For the entries below, say how many lines hold the word "white", with the number as the only reply.

- [Supplied records]:
-- Opening Marker --
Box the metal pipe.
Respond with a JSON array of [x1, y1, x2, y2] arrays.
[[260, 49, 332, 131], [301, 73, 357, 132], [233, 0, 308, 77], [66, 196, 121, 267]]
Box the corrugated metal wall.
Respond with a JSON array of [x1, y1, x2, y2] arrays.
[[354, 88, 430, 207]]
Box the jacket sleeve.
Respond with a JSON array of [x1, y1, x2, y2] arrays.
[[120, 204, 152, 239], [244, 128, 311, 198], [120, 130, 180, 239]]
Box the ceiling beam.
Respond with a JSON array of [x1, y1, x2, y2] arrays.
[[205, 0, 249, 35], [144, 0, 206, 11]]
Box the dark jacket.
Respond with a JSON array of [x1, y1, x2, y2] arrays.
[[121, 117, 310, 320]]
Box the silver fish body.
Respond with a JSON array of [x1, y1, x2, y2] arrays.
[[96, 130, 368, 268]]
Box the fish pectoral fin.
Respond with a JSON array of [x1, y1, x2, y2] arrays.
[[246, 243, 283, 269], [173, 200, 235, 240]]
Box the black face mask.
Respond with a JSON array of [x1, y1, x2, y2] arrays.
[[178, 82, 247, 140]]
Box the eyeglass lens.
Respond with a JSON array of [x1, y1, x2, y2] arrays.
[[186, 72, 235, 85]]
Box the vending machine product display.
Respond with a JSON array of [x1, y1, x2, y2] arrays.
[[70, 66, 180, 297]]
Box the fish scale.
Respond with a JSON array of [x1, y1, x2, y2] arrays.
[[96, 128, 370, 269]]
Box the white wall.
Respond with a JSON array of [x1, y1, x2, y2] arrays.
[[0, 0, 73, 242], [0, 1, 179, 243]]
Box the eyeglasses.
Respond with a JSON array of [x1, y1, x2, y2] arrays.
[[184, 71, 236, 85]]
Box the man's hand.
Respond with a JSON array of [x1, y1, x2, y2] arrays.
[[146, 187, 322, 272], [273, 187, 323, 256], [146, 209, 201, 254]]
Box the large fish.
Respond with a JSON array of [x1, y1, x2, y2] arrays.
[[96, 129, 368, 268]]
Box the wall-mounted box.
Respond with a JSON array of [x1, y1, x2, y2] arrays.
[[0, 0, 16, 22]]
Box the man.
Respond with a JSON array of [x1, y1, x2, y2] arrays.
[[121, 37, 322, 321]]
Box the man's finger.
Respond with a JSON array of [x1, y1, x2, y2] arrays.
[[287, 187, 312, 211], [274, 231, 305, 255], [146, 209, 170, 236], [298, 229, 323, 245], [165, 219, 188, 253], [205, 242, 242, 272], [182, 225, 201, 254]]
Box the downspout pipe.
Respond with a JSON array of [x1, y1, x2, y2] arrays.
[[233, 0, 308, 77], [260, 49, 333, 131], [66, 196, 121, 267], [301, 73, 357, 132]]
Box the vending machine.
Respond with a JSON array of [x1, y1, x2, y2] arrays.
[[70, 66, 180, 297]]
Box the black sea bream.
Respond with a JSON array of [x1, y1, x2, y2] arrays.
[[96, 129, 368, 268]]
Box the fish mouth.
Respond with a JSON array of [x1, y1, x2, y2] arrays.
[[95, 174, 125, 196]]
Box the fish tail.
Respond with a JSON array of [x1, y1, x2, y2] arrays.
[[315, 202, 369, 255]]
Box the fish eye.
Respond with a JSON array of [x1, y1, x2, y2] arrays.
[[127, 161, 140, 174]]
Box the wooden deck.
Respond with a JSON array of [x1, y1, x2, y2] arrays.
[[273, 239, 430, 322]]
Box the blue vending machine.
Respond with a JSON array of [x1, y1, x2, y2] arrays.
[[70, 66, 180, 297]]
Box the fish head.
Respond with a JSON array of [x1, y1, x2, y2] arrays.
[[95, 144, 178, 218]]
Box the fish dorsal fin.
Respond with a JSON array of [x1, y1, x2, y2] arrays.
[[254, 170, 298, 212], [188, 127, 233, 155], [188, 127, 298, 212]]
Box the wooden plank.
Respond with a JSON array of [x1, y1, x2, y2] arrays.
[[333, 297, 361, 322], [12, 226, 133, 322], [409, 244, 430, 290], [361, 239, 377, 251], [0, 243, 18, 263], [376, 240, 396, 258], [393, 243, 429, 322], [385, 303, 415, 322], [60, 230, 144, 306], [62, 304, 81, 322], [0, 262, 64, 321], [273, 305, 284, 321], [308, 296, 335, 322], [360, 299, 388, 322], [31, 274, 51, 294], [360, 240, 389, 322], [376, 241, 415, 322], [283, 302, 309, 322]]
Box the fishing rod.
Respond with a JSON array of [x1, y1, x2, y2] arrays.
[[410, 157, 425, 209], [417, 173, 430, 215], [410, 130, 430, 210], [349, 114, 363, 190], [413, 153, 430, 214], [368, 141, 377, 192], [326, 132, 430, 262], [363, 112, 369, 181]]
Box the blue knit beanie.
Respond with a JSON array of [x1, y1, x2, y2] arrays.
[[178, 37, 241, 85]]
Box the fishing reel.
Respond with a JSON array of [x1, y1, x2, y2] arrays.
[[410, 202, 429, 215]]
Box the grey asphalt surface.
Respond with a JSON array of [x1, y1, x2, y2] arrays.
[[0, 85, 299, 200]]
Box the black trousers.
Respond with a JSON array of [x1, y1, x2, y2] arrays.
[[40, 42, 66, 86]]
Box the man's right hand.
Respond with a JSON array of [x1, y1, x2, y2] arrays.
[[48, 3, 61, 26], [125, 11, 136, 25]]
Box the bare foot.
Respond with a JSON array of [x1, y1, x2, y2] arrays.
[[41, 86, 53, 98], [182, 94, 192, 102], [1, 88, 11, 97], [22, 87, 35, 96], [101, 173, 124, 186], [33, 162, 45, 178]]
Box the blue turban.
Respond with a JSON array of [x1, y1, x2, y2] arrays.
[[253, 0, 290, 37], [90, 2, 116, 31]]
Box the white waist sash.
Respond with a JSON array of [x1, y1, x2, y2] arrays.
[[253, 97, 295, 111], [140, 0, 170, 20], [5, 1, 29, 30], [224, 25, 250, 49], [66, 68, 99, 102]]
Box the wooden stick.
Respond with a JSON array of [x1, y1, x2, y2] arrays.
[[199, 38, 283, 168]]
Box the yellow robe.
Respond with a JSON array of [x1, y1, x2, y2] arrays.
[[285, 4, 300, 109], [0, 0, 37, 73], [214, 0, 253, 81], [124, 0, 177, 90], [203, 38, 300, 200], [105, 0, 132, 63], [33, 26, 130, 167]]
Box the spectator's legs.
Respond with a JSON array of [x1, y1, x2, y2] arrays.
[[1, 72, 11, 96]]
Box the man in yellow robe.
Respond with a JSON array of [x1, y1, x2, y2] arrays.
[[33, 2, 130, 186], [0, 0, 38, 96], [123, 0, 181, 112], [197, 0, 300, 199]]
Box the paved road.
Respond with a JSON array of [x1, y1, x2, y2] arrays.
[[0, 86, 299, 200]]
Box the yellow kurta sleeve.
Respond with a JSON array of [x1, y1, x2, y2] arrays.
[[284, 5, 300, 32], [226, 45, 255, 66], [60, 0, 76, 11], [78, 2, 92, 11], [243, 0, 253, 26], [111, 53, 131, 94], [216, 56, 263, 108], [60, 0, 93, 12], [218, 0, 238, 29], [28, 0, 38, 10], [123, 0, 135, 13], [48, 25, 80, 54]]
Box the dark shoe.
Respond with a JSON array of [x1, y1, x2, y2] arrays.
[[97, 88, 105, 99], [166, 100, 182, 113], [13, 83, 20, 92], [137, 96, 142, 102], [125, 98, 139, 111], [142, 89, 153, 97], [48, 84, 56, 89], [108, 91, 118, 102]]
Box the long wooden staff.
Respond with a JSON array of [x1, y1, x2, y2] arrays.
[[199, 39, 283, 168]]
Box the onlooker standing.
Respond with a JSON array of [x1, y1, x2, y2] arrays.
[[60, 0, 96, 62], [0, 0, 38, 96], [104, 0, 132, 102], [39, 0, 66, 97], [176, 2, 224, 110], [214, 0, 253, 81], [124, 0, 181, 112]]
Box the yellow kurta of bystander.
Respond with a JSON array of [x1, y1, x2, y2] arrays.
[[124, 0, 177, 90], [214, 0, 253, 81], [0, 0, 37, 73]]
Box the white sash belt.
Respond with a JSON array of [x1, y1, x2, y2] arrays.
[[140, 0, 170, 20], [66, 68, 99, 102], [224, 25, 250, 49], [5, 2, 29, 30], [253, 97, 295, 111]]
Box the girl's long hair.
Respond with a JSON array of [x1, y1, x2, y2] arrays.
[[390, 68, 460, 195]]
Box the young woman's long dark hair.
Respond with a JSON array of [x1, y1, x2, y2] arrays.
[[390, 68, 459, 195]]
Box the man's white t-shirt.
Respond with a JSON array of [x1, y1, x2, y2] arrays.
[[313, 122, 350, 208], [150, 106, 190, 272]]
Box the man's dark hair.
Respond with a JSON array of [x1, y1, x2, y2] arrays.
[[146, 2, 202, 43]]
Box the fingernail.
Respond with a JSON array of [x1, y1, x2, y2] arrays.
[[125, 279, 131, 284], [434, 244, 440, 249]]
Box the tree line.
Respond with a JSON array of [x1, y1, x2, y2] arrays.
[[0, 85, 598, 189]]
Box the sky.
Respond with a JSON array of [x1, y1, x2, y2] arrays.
-- Closing Marker --
- [Task result]: 4